**Directions for this task:**
In the text below about Neil Ferguson's disease forecasts, please condense the paragraph beginning "When it comes to wildly inaccurate predictions" into a short list that pairs each prediction with its outcome.

Professor Neil Ferguson's record for 'predicting' the outcomes of diseases using his modelling has been abysmal to say the least.
"When it comes to wildly inaccurate predictions Prof. Ferguson’s work at Imperial College has a long and distinguished history. In 2002, he said that 50,000 people in the UK would die from
“mad cow disease”, to date less than 200 have passed away; he predicted 200 million global deaths from the H5N1 bird flu. Currently it is a
suspected factor in the deaths of
455 people world wide; in 2009 he told the UK Government that 65,000 could die from swine flu in the UK and
worked with the World Health Organisation to predict millions of deaths from the H1N1 global flu pandemic.
Suspected resultant UK deaths from swine flu were estimated to be 457 and the global total showed
18,500 laboratory-confirmed deaths from the H1N1 pandemic".
No wonder some in Australia are tearing into the UK government and 'experts',
Coronavirus: Where did the UK's COVID-19 response go wrong?
"Says David Hunter, an Australian-educated professor of epidemiology and medicine at the University of Oxford: "It's very easy in hindsight to state the obvious, which is that the lockdown came too late.
"
The British response so far is not a model to follow. It has one of the worst epidemics in Europe and the world. That may have happened anyway. There's no way to know for sure, but some aspects of the response have almost certainly contributed to the high mortality."

**Records supplied:**
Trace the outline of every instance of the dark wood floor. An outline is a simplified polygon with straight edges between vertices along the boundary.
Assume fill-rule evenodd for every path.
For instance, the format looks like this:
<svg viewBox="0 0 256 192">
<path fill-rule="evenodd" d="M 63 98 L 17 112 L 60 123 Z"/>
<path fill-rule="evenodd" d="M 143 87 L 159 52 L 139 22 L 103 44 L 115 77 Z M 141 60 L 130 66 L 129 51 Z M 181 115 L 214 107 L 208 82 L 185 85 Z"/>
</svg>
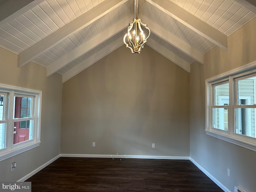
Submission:
<svg viewBox="0 0 256 192">
<path fill-rule="evenodd" d="M 32 192 L 223 191 L 188 160 L 61 157 L 26 181 Z"/>
</svg>

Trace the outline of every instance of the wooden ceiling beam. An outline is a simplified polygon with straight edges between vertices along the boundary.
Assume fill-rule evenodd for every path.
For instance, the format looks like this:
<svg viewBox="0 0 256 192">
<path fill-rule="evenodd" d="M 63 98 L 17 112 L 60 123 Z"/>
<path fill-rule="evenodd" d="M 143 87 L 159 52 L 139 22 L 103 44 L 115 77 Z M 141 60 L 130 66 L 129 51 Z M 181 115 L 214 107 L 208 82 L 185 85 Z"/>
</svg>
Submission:
<svg viewBox="0 0 256 192">
<path fill-rule="evenodd" d="M 91 56 L 86 60 L 81 62 L 79 64 L 71 69 L 69 70 L 62 74 L 62 82 L 64 83 L 70 78 L 78 74 L 83 70 L 86 69 L 94 63 L 104 57 L 107 54 L 117 49 L 122 45 L 124 45 L 123 42 L 123 36 L 120 37 L 114 42 L 108 45 L 99 51 L 97 54 Z"/>
<path fill-rule="evenodd" d="M 130 14 L 124 19 L 99 34 L 94 38 L 83 44 L 47 67 L 46 68 L 46 77 L 48 77 L 57 72 L 69 63 L 80 57 L 86 52 L 90 51 L 103 42 L 126 28 L 129 23 L 130 22 L 131 18 L 132 16 L 132 14 Z"/>
<path fill-rule="evenodd" d="M 20 53 L 18 66 L 28 63 L 69 36 L 88 26 L 128 0 L 105 0 Z"/>
<path fill-rule="evenodd" d="M 256 1 L 255 0 L 234 0 L 241 5 L 250 11 L 256 13 Z"/>
<path fill-rule="evenodd" d="M 150 30 L 157 36 L 200 63 L 204 64 L 203 54 L 145 17 L 141 16 L 140 17 L 143 23 L 146 23 L 148 26 L 150 26 Z"/>
<path fill-rule="evenodd" d="M 227 50 L 228 37 L 170 0 L 145 0 L 217 46 Z"/>
<path fill-rule="evenodd" d="M 0 5 L 0 27 L 15 19 L 44 0 L 8 0 Z"/>
<path fill-rule="evenodd" d="M 189 63 L 163 46 L 162 46 L 154 40 L 150 38 L 150 40 L 148 41 L 146 44 L 182 69 L 189 73 L 190 72 L 190 64 Z"/>
</svg>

**Output for this exercise:**
Prof. Ferguson's work at Imperial College has a long history of wildly inaccurate predictions:
- Mad cow disease (2002): predicted 50,000 UK deaths; fewer than 200 to date.
- H5N1 bird flu: predicted 200 million global deaths; currently a suspected factor in 455 deaths worldwide.
- Swine flu (2009): told the UK Government 65,000 could die in the UK; suspected resulting UK deaths estimated at 457.
- H1N1 pandemic: predicted millions of deaths, working with the World Health Organisation; 18,500 laboratory-confirmed deaths globally.